(Stored entries)
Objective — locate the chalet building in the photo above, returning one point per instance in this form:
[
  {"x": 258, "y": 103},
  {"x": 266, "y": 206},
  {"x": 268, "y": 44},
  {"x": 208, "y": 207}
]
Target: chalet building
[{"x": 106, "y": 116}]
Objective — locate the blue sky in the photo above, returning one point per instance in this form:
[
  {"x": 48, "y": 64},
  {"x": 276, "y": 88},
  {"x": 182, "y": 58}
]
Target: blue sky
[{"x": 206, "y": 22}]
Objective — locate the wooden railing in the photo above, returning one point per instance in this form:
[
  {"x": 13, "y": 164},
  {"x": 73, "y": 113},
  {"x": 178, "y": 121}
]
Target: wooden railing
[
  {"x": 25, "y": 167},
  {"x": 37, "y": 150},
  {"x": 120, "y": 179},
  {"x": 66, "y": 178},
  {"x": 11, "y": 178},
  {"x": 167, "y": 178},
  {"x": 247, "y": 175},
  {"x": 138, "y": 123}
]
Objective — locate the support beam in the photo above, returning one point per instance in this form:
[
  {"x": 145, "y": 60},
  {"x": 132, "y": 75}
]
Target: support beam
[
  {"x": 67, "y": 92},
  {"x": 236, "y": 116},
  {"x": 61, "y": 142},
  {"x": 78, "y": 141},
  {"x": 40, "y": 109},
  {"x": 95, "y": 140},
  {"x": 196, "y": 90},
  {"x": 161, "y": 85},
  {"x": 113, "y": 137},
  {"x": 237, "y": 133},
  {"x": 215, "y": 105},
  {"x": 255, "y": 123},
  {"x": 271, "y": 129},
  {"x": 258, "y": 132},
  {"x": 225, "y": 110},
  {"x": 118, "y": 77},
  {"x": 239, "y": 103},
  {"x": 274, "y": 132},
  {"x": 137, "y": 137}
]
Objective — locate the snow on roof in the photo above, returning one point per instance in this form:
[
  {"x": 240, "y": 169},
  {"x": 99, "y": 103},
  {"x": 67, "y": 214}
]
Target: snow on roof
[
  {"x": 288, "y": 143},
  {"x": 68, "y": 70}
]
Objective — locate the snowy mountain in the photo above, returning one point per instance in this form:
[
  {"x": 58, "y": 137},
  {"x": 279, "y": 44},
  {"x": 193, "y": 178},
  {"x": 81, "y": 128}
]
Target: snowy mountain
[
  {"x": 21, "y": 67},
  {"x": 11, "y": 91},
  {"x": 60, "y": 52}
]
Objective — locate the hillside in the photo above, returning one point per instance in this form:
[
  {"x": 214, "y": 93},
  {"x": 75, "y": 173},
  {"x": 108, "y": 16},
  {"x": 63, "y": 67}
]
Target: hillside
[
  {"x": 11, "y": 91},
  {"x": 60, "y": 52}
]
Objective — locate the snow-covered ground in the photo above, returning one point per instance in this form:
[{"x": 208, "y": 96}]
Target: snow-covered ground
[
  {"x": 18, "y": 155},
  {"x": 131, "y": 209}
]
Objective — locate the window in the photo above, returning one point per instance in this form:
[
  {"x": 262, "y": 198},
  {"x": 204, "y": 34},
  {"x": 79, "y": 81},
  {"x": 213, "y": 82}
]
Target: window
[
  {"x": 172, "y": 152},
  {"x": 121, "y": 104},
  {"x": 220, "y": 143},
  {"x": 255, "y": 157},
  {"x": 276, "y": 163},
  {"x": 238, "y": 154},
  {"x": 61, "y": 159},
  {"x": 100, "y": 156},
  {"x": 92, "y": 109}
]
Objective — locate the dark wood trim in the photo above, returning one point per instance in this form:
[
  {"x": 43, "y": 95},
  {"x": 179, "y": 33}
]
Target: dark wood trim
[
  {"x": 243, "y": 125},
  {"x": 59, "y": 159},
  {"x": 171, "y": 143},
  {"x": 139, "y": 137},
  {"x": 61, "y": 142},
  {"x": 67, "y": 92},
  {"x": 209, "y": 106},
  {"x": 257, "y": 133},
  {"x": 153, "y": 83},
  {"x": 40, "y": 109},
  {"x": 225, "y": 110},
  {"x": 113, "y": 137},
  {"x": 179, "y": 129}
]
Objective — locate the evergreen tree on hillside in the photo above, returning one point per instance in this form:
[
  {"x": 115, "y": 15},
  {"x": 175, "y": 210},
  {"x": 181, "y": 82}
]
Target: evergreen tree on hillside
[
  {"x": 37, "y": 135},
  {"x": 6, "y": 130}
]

» What you will do:
All lines from the one with "Objective — locate the evergreen" to the end of the entries above are to be written out exactly, the first and last included.

» Written response:
Objective — locate the evergreen tree on hillside in the photo above, returning one point per instance in this form:
[
  {"x": 115, "y": 15},
  {"x": 175, "y": 210},
  {"x": 181, "y": 82}
]
Target: evergreen tree on hillside
[
  {"x": 37, "y": 135},
  {"x": 6, "y": 130}
]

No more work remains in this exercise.